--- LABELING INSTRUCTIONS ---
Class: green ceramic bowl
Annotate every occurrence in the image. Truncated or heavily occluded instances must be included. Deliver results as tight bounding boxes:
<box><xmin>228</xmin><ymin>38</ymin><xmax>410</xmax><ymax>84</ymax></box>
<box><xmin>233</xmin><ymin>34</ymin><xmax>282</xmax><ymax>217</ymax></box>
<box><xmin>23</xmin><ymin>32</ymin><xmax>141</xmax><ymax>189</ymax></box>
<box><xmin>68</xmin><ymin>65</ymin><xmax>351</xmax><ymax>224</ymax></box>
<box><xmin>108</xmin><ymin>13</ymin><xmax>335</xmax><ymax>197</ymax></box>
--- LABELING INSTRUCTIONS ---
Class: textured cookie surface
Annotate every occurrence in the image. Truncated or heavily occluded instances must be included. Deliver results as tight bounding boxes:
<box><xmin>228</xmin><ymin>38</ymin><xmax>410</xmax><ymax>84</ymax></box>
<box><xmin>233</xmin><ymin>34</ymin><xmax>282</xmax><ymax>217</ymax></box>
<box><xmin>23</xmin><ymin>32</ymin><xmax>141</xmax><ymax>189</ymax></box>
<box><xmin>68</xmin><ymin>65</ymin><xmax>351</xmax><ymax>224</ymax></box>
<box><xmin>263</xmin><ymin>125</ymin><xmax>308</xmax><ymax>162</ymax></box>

################

Can you copy out every line of both entries above, character for character?

■ Response to the exercise ■
--- LABELING INSTRUCTIONS ---
Class: green ceramic bowl
Annotate every occurrence in the image. Truncated or heavily occluded instances must be included. Deliver results as tight bounding boxes:
<box><xmin>228</xmin><ymin>38</ymin><xmax>410</xmax><ymax>84</ymax></box>
<box><xmin>233</xmin><ymin>34</ymin><xmax>282</xmax><ymax>217</ymax></box>
<box><xmin>23</xmin><ymin>32</ymin><xmax>141</xmax><ymax>189</ymax></box>
<box><xmin>68</xmin><ymin>65</ymin><xmax>351</xmax><ymax>224</ymax></box>
<box><xmin>108</xmin><ymin>13</ymin><xmax>335</xmax><ymax>197</ymax></box>
--- LABELING INSTRUCTIONS ---
Class: textured cookie surface
Annotate every occurrence in the image. Truncated or heavily occluded instances must be included. Deliver results as tight bounding boxes:
<box><xmin>228</xmin><ymin>38</ymin><xmax>410</xmax><ymax>84</ymax></box>
<box><xmin>233</xmin><ymin>34</ymin><xmax>282</xmax><ymax>217</ymax></box>
<box><xmin>23</xmin><ymin>32</ymin><xmax>141</xmax><ymax>189</ymax></box>
<box><xmin>68</xmin><ymin>65</ymin><xmax>351</xmax><ymax>224</ymax></box>
<box><xmin>263</xmin><ymin>125</ymin><xmax>308</xmax><ymax>162</ymax></box>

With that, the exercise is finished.